Amidst the economic chaos created by the very policies Obama and the Democrats embrace, we have seemingly forgotten what’s happening across the ocean. We face a rising threat in communist China, a country working tirelessly on developing a space weapons system. Russia is resurgent. Pakistan, armed with nuclear weapons teeters on the edge of instability. The maniacal Iranian regime is hurdling towards nuclear weapons. And the war for the future of civilizations currently being waged with radical Islam rages on.
 
It is prudent then for Americans to thoughtfully consider the choice before them: a foreign policy novice who has never exercised executive authority over a neighborhood watch, no less a nation, or the most judicious and knowledgeable foreign policy mind in the United States Senate.
 
Barack Obama’s inexperience in foreign affairs is staggering. Outside of Barack’s Excellent Adventure that he took earlier this year with every major television network anchor that was much more of a campaign expedition than anything, Obama has dealt with only two foreign policy issues in his brief stint as a Senator: the Iraq surge and the Russian invasion of Georgia. His response to both was simply dreadful.
 
He opposed the surge, maligned it, sought to undermine it, and despite its obvious success has continued denying he was wrong about it. As Senator Lieberman pointed out, “Look, the fact is that if Barack Obama's policy on Iraq had been implemented, Barack Obama couldn't go to Iraq today, it wouldn't be safe.”
 
And his reaction to the Georgia invasion was stunningly incoherent. While McCain blasted Russian aggression immediately, Obama urged both sides to show restraint. He told the rapist and the victim of rape to exercise self-control. This incident proved in astonishing fashion that either Obama suffers from a moral equivalence that prevents him from differentiating between the good guys and bad guys, or his instincts are tragically flawed. Either option is disastrous for a would-be Commander-in-Chief.

————

Required work:
• A. From the opening paragraph of the Obama foreign policy excerpt, list every threat or danger abroad that it names.
• B. Answer these questions from the Obama foreign policy excerpt:
(i) Which two foreign policy issues did Obama deal with as a Senator?
(ii) Which senator is quoted about Obama's Iraq policy?
(iii) What did Obama urge both sides to show after the Georgia invasion?
The items after this point are separate material, unrelated to the Obama foreign policy excerpt.

Records:
————

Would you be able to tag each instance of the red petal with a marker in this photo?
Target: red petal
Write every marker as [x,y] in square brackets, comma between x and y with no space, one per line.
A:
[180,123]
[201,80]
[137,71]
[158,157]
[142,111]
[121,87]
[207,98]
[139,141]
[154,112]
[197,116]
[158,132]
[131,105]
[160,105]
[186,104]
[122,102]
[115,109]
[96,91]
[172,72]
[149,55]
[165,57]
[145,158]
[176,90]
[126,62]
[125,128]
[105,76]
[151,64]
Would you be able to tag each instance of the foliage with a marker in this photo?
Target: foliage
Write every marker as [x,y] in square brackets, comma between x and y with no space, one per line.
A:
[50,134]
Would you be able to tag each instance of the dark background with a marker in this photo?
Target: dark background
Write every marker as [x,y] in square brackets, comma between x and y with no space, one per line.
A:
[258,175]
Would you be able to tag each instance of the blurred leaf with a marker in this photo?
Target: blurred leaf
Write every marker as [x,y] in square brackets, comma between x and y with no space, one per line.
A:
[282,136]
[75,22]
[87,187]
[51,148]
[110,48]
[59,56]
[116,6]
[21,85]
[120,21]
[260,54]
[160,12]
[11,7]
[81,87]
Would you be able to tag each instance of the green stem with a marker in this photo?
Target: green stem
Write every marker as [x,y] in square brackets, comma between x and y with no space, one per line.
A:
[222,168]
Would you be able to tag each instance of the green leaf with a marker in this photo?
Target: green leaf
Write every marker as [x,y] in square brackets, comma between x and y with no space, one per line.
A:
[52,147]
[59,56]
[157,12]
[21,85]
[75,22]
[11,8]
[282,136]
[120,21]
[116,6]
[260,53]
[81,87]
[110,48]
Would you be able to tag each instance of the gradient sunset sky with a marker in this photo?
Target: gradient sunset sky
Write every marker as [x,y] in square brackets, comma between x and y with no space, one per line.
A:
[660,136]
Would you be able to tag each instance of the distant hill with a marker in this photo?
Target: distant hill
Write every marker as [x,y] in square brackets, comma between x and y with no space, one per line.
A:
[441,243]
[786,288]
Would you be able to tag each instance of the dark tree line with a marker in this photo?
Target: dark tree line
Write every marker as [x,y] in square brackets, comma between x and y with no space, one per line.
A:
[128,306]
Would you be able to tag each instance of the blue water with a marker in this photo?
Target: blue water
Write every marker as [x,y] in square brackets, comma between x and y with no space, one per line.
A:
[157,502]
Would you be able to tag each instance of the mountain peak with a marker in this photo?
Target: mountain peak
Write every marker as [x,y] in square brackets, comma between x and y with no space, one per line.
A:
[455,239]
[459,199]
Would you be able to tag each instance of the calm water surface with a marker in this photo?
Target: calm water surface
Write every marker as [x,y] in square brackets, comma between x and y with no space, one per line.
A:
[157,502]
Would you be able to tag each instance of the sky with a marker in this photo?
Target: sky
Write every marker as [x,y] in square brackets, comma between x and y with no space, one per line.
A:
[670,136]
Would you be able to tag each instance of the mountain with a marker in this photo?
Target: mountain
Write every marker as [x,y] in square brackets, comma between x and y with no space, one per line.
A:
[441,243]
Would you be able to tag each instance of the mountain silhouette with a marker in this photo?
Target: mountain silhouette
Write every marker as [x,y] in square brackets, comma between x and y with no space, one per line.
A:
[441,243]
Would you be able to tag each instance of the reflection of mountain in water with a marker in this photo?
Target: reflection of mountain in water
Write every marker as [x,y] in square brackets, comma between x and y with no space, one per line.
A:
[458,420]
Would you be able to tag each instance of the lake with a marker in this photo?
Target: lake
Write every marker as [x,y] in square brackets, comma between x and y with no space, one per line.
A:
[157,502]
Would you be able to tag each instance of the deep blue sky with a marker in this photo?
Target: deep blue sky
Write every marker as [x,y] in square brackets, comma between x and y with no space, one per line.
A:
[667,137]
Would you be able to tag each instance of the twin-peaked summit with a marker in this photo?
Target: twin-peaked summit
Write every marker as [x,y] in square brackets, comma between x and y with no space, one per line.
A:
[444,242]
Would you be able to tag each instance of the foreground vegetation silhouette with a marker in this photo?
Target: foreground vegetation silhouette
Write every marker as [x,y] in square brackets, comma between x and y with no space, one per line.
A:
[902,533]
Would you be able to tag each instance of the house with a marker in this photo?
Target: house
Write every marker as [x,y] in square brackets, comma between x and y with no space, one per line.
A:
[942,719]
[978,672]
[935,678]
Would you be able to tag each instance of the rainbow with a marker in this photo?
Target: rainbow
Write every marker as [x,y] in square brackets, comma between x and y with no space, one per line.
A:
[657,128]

————

Answers in order:
• A.
- Communist China, developing a space weapons system
- A resurgent Russia
- Pakistan, armed with nuclear weapons and on the edge of instability
- The Iranian regime, moving toward nuclear weapons
- Radical Islam, in the war for the future of civilizations

• B.
(i) The Iraq surge and the Russian invasion of Georgia
(ii) Senator Lieberman
(iii) Restraint